• [Selected passage]:
__________
Main transcript file (default: video_transcript.txt)
- Timestamped transcript (e.g., [1:30] Speaker says...)
- Comprehensive structured summary with sections
- Use --plain-transcript for transcript without timestamps
Timestamped data file (optional: video_timestamped.json)
- Complete transcript with precise timestamps
- Frame analyses with timestamps and descriptions
- Frame extraction reasoning
- Useful for creating subtitles, chapters, or navigating content

Example Output

Transcript of presentation.mp4:

[0:00] Welcome everyone to today's presentation on machine learning.
[0:05] I'll be covering three main topics today...
[0:12] First, let's understand what neural networks are...

---

Summary:

## Overview
This video presents an introduction to machine learning concepts...

## Main Topics Covered
1. **Neural Networks Basics**: The speaker explains...
2. **Training Process**: Demonstrates how models learn...
3. **Practical Applications**: Shows real-world examples...

## Key Points & Insights
- Neural networks mimic human brain structure
- Training requires large datasets and computational power
- Applications range from image recognition to natural language

## Visual Elements
- Slide presentations with diagrams
- Live coding demonstration
- Results visualization graphs

## Action Items or Next Steps
- Practice with the provided code examples
- Explore the recommended datasets
- Join the community forum for questions

Development

Run directly with tsx:

npm run dev -- video.mp4

Build:

npm run build

Publish to npm:

npm version patch  # or minor/major
npm publish
__________
(Point-per-instance localization data)
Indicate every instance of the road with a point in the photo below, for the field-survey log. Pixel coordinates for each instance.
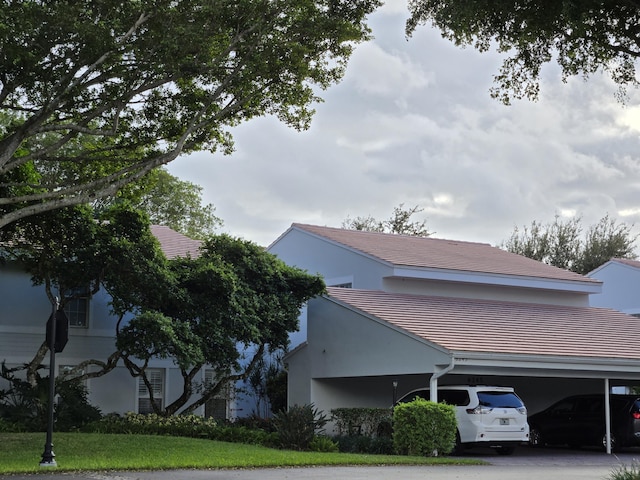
(525, 464)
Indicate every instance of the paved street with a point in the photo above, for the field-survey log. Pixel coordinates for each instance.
(525, 464)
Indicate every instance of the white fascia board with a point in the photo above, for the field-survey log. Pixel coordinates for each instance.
(621, 366)
(460, 276)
__________
• [Work order]:
In the example output of the video transcript tool's documentation, list every section heading in the summary, in order.

• [Solution for this task]:
Overview
Main Topics Covered
Key Points & Insights
Visual Elements
Action Items or Next Steps